EXERCISE TASK =>
Rewrite all the rows below with "one marker per instance" changed to "one point for each one" and everything else kept the same. Leave the pictures out.

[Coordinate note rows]
>>>>

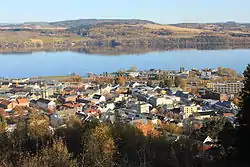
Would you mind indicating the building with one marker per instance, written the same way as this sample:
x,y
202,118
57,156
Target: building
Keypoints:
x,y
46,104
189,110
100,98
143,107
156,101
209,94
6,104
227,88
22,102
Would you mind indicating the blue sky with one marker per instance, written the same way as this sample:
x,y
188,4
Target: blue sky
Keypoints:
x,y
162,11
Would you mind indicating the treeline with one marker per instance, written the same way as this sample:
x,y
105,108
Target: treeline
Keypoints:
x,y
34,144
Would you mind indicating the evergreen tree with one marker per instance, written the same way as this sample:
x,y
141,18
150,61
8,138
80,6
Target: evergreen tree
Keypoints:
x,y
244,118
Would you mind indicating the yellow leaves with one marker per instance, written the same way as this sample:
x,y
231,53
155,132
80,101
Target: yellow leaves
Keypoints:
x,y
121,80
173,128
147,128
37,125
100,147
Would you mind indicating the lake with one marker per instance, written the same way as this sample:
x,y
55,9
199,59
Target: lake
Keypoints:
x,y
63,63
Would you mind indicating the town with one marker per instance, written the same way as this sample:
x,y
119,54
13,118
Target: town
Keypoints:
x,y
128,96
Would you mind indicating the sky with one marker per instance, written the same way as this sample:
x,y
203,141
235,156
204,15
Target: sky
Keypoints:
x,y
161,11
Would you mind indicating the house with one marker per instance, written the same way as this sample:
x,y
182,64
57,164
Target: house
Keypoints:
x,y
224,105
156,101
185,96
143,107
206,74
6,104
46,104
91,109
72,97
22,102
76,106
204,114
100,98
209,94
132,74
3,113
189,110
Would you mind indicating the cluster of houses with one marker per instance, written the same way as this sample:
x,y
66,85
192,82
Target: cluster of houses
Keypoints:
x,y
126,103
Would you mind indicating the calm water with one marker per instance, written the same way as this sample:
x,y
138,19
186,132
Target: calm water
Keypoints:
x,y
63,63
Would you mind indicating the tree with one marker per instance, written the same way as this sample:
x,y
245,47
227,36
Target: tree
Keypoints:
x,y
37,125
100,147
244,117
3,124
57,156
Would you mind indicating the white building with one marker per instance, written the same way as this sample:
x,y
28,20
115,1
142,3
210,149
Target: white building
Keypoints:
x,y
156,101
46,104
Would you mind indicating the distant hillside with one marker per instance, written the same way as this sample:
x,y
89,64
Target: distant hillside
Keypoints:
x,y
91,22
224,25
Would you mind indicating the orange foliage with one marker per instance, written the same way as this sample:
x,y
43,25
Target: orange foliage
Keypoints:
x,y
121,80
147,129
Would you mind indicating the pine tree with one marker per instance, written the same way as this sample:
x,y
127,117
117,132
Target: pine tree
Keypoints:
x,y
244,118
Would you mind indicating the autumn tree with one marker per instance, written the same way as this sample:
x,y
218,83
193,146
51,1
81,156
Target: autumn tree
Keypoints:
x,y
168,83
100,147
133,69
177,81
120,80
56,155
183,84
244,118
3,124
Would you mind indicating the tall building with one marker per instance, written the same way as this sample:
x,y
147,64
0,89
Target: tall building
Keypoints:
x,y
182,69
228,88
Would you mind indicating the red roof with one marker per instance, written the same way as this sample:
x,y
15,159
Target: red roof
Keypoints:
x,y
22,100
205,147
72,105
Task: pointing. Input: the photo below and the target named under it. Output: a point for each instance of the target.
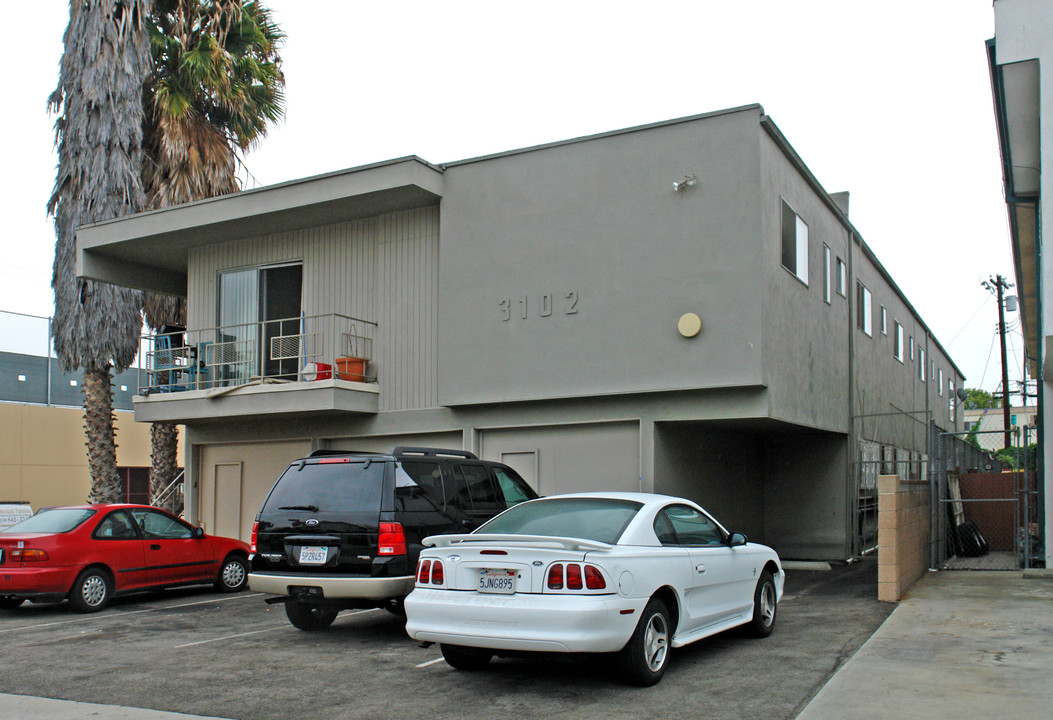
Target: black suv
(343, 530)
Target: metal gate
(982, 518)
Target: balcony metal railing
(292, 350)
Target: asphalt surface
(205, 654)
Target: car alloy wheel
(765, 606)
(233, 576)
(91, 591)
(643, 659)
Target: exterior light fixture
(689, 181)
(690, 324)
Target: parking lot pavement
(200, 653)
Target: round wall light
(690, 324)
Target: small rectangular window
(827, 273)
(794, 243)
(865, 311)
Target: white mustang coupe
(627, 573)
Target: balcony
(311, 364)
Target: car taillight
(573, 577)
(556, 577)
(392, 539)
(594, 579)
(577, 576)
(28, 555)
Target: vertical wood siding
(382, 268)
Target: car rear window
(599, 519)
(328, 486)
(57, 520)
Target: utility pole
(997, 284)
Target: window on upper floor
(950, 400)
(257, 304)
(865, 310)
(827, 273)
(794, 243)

<<<<

COMPLETE OUTPUT =>
Would you mind indicating the building with one point for each one, written the same way as this sample:
x,y
202,118
57,156
Target: building
Keypoints:
x,y
46,104
189,110
100,98
143,107
156,101
209,94
6,104
227,88
22,102
Would you mind indicating the blue sky with one point for each one, written the same way as this sample:
x,y
188,4
Target: blue sky
Keypoints:
x,y
162,11
Would you mind indicating the treeline with one point for each one, written the same way as this sample:
x,y
105,108
Target: treeline
Keypoints:
x,y
34,144
Would you mind indicating the evergreen tree with one point for each one, written the same way as this sample:
x,y
141,18
150,61
8,138
80,6
Target: evergreen tree
Keypoints:
x,y
244,118
Would you mind indicating the yellow leaves with one point for each one, written the same way as this sample:
x,y
231,53
155,132
80,101
Target: yellow leaves
Keypoints:
x,y
121,80
173,128
147,128
37,125
100,147
Would you mind indicating the lake with one point for each one, written the same way as this sample:
x,y
55,9
199,59
Target: lake
Keypoints:
x,y
63,63
Would you mind indicating the town with one point for each one, written the same way as this sample:
x,y
119,54
13,118
Target: town
Keypoints:
x,y
128,96
Would you mind indicating the sky with one point for each one, written the same way as this sample:
x,y
203,141
235,156
204,15
Target: sky
Keypoints:
x,y
161,11
Would you mind indicating the house with one point for each one, written the same way as this sample:
x,y
182,64
57,164
Target: house
Keypoints:
x,y
224,105
156,101
185,96
143,107
206,74
6,104
46,104
91,109
72,97
22,102
76,106
204,114
100,98
209,94
132,74
3,113
189,110
Would you mind indicating the cluster of houses with one point for each one, written the same way as this sample:
x,y
66,85
192,82
Target: cluster of houses
Keypoints:
x,y
126,103
Would you mind indicating the calm water with one point for each one, written the same way as this sample:
x,y
138,19
186,132
Target: calm water
Keypoints:
x,y
63,63
Would you mind indicating the tree with one point for each one, written the same way as this sample:
x,y
245,47
227,36
Target: tree
Keypoints:
x,y
37,125
100,147
244,117
3,124
57,156
Would you mind indicating the white building with one point for each one, written the same way as this sample:
x,y
28,20
115,1
142,3
210,149
Target: white building
Keypoints:
x,y
156,101
46,104
Would you mind indicating the distant hillside with one point for each one, written the same way as this sample:
x,y
89,64
Target: distant hillside
Keypoints:
x,y
91,22
224,25
Would you mind indicating the orange foliage with one point for each one, written the same way as this sample:
x,y
43,25
Target: orange foliage
Keypoints:
x,y
121,80
147,129
Would you mind indicating the pine tree with one point for each one, written the same way as this sample:
x,y
127,117
117,132
Target: pine tree
Keypoints:
x,y
244,118
Would you mind indicating the autumn tree with one point for each one, written the same way as this sample:
x,y
218,83
193,146
51,1
81,156
Target: autumn tree
Keypoints:
x,y
168,83
100,147
133,69
177,81
120,80
56,155
183,84
244,118
3,124
Would you mind indicating the tall building with one point for each one, written the same way as this sample:
x,y
147,64
0,89
Target: tall building
Keypoints:
x,y
182,69
228,88
Would you mind indicating the red roof with one point for each one, written the same way as this sample:
x,y
15,159
Target: red roof
Keypoints:
x,y
22,100
205,147
72,105
Task: pointing. Input: the photo below and the target named under it. Output: a point for each instance of the target.
Target: black suv
(343, 530)
Target: metal gate
(982, 518)
Target: balcony metal railing
(292, 350)
Target: asphalt surface
(205, 654)
Target: car alloy wheel
(765, 606)
(233, 576)
(91, 591)
(643, 659)
Target: exterior light fixture
(689, 181)
(690, 324)
Target: parking lot pavement
(200, 653)
Target: round wall light
(690, 324)
Target: small rectangular window
(827, 273)
(794, 243)
(865, 311)
Target: white mustang coupe
(627, 573)
Target: balcony
(311, 364)
Target: car taillight
(573, 577)
(556, 577)
(392, 539)
(594, 579)
(577, 576)
(28, 555)
Target: vertical wood siding
(382, 268)
Target: car rear window
(599, 519)
(328, 486)
(57, 520)
Target: utility pole
(997, 284)
Target: window on upper floor
(950, 400)
(257, 304)
(865, 310)
(827, 273)
(794, 243)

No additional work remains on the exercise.